◆ Provided data ◆
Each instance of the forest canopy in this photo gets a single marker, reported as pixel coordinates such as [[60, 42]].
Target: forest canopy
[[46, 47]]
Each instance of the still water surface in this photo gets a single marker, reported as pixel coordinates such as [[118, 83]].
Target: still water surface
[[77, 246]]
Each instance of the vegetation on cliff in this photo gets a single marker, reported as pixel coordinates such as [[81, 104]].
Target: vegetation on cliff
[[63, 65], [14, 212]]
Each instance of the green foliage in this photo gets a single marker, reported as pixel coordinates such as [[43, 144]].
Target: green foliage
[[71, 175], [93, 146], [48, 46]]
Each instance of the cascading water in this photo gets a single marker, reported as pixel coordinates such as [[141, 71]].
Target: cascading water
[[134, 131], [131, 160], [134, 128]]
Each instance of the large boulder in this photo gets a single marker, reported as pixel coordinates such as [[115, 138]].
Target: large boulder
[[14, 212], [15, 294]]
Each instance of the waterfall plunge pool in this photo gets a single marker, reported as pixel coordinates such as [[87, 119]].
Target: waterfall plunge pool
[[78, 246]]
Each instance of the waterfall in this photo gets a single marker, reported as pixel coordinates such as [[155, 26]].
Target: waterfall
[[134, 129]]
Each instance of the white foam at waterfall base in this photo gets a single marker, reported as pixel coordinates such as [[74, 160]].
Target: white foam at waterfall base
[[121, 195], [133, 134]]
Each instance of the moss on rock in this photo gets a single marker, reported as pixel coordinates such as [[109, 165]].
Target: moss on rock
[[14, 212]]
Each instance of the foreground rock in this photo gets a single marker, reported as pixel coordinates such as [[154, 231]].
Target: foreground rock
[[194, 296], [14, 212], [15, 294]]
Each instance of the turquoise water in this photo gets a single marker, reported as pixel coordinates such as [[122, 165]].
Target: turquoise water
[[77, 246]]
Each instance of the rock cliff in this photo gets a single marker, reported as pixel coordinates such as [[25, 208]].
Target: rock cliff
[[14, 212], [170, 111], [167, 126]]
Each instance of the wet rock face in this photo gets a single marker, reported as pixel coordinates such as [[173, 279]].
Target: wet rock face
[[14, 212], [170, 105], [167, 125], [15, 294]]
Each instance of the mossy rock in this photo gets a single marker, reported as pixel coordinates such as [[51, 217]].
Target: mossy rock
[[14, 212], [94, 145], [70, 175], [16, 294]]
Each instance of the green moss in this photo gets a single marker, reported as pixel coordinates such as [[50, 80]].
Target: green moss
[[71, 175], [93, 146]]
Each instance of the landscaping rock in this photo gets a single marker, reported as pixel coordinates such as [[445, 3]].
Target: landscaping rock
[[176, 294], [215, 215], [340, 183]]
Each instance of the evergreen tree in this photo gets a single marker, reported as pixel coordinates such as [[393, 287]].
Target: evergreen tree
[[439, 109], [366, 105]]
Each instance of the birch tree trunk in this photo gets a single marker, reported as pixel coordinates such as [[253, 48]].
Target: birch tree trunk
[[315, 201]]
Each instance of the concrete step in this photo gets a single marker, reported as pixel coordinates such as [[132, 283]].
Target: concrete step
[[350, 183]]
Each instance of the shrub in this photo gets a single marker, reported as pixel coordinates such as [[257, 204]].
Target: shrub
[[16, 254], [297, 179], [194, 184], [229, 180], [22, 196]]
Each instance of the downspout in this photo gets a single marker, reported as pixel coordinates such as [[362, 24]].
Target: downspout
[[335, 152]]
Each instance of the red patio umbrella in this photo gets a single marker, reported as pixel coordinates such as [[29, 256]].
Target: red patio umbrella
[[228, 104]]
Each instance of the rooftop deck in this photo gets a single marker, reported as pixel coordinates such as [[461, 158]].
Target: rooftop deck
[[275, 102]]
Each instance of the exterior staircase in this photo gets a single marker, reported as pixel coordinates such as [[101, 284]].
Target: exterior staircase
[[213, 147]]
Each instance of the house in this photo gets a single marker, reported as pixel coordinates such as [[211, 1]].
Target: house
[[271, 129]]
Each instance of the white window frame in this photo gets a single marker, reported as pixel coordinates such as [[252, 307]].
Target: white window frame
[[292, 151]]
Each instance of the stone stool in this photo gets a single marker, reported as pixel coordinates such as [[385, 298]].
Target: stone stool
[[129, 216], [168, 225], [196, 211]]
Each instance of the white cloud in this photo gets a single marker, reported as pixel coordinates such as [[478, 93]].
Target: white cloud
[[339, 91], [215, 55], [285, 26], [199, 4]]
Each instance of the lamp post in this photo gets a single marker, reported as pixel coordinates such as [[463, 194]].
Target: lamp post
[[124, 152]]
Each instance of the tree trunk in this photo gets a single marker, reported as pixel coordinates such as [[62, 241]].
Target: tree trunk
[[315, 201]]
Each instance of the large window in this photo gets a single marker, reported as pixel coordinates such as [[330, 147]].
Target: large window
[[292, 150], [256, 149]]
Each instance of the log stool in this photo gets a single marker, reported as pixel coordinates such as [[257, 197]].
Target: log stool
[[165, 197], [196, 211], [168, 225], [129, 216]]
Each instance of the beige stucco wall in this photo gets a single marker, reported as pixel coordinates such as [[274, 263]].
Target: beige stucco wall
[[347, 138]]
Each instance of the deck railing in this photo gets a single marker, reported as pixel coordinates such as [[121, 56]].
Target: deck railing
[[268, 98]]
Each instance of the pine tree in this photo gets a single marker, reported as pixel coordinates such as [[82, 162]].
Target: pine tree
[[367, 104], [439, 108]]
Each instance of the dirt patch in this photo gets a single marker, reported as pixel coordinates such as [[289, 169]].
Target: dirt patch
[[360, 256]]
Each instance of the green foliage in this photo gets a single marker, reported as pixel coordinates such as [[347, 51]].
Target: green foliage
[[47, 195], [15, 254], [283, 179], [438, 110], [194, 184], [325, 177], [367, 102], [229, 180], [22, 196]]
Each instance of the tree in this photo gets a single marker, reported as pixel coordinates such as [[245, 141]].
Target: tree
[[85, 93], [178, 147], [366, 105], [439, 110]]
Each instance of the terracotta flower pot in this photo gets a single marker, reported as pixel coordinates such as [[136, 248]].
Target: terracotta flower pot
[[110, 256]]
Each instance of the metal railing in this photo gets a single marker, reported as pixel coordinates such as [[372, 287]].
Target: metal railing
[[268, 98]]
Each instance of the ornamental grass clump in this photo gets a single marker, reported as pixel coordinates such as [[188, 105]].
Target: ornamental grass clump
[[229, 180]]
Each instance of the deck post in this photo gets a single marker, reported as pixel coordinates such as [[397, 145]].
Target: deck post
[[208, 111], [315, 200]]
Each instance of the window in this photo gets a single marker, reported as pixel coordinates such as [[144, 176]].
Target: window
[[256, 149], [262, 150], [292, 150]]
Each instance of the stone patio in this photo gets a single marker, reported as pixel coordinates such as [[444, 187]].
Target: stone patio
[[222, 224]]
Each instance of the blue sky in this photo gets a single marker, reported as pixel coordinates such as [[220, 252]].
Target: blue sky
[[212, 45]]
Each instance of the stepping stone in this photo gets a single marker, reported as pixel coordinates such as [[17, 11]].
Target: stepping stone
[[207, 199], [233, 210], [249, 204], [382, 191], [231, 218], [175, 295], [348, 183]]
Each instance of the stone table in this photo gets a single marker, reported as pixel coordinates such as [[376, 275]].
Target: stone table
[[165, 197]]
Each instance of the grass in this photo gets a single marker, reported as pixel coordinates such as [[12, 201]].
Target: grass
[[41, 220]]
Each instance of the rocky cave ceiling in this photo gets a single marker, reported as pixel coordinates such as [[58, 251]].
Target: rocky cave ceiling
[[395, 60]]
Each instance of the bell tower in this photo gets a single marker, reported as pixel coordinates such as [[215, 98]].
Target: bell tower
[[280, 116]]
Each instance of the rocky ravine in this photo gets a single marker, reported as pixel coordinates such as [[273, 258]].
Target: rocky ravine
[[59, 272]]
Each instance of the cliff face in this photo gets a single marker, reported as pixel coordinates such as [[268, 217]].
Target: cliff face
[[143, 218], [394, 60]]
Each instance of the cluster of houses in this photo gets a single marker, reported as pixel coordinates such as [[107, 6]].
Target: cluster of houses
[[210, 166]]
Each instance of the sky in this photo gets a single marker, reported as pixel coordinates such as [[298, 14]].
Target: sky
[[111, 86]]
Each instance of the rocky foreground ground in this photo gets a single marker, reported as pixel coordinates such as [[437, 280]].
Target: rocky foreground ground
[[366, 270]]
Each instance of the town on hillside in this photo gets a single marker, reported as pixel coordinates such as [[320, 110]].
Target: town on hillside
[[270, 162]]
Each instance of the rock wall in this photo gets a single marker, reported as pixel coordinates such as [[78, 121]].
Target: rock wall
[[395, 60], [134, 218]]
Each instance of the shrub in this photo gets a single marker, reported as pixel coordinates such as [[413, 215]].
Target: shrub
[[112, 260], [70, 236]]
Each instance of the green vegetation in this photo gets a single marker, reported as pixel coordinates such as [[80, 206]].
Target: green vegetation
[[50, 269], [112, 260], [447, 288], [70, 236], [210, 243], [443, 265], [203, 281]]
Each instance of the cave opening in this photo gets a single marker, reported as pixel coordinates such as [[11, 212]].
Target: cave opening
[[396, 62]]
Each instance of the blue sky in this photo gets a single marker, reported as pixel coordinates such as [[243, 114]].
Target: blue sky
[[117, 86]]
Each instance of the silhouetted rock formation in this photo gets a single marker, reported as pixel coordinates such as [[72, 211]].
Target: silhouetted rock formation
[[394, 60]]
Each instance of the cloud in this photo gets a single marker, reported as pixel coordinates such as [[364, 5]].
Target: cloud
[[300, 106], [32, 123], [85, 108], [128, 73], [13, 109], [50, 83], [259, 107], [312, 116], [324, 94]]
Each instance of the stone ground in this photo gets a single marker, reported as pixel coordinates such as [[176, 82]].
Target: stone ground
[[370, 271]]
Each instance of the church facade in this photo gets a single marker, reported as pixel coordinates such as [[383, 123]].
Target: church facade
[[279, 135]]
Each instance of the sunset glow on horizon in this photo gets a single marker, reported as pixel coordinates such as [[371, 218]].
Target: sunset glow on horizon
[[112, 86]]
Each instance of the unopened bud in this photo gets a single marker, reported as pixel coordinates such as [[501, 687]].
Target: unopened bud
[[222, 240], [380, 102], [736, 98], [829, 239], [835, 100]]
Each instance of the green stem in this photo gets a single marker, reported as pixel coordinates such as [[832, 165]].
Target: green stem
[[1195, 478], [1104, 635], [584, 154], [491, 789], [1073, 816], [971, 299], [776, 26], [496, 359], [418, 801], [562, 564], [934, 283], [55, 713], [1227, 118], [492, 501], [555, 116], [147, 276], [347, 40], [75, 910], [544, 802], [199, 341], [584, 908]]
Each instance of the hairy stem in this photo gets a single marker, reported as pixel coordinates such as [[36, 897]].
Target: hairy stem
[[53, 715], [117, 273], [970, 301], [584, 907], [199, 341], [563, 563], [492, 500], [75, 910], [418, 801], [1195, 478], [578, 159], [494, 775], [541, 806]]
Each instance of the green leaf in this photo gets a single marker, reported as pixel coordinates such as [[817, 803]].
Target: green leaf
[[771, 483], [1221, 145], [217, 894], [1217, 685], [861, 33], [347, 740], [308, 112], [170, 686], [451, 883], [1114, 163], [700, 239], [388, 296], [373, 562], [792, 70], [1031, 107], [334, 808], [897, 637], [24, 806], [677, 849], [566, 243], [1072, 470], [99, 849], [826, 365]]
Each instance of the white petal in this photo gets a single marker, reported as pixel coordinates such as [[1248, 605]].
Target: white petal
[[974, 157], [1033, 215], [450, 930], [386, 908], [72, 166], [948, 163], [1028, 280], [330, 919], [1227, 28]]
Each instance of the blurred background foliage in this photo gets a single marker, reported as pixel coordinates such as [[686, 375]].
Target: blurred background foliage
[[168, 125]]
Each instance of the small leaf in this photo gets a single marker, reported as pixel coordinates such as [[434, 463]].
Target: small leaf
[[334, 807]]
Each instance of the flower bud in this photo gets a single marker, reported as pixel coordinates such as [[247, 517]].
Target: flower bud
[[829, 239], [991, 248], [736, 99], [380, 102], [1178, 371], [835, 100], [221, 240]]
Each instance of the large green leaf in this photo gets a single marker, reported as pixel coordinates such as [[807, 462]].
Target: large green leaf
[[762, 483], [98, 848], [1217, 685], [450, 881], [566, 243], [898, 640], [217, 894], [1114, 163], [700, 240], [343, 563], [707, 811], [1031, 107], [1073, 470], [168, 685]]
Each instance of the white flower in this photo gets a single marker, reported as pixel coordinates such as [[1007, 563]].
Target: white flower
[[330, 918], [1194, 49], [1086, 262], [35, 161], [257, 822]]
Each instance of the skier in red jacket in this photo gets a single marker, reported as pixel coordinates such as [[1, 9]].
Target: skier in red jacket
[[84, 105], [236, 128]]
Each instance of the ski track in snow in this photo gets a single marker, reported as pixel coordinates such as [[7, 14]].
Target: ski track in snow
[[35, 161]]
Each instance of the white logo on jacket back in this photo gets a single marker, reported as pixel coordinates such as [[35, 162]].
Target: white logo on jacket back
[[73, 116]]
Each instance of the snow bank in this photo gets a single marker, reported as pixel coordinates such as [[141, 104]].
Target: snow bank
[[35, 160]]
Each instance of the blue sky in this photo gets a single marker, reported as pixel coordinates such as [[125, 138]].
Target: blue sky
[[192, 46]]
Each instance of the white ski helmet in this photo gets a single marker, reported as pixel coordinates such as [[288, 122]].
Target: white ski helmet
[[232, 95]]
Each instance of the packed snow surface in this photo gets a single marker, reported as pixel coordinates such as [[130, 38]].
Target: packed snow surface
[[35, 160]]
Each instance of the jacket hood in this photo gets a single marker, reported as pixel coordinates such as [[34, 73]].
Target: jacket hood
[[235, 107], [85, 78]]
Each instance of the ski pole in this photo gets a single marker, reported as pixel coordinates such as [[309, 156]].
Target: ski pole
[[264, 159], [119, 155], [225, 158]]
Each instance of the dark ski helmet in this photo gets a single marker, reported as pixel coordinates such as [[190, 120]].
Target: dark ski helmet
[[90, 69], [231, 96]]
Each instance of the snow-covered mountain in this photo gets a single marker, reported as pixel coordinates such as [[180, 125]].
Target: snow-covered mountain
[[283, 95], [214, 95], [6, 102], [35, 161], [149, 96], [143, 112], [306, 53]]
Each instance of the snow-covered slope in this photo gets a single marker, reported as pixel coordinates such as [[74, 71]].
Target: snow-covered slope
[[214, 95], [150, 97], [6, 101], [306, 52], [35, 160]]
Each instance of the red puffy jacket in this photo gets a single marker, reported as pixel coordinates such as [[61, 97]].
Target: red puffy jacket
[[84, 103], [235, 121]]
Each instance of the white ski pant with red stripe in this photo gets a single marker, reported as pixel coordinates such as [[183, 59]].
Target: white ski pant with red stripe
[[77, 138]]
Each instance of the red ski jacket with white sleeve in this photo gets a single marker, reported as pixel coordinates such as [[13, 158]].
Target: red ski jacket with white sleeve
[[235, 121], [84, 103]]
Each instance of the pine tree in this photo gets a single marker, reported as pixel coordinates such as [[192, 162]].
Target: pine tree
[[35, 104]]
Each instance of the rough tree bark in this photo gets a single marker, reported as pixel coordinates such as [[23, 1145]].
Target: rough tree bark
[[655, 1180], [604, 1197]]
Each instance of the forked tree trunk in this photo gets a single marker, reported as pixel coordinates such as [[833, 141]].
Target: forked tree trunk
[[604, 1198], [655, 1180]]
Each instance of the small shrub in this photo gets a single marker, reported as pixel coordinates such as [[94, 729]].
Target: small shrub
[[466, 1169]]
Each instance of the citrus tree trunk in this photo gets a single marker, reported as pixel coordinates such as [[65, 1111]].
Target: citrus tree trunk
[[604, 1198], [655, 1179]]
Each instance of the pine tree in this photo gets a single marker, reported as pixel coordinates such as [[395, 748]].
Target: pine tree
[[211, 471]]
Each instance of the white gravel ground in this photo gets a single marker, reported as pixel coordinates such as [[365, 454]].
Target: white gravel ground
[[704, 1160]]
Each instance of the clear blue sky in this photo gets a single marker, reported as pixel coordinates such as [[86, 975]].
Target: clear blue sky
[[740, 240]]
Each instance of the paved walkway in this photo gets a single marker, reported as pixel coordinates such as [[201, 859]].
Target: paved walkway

◆ Given instruction ◆
Copy out everything from the line containing "Each instance of the cliff" down to the line containing "[[366, 270]]", substituting "group of houses" for "cluster of houses" and leaving the rest unchanged.

◆ Answer for this exercise ◆
Each instance of the cliff face in this photo gets a single marker, reported as pixel coordinates such as [[268, 217]].
Target: cliff face
[[143, 218], [394, 60]]
Each instance of the group of houses in this photo gets a single marker, reported as pixel coordinates such as [[107, 6]].
Target: group of houses
[[210, 166]]
Each instance of the sky in this photo gets a single marker, reported as pixel coordinates such as [[298, 14]].
Target: sky
[[111, 86]]
Each instance of the rocky foreground ground in this photo gets a single marker, reported as pixel coordinates such as [[437, 280]].
Target: rocky foreground ground
[[366, 270]]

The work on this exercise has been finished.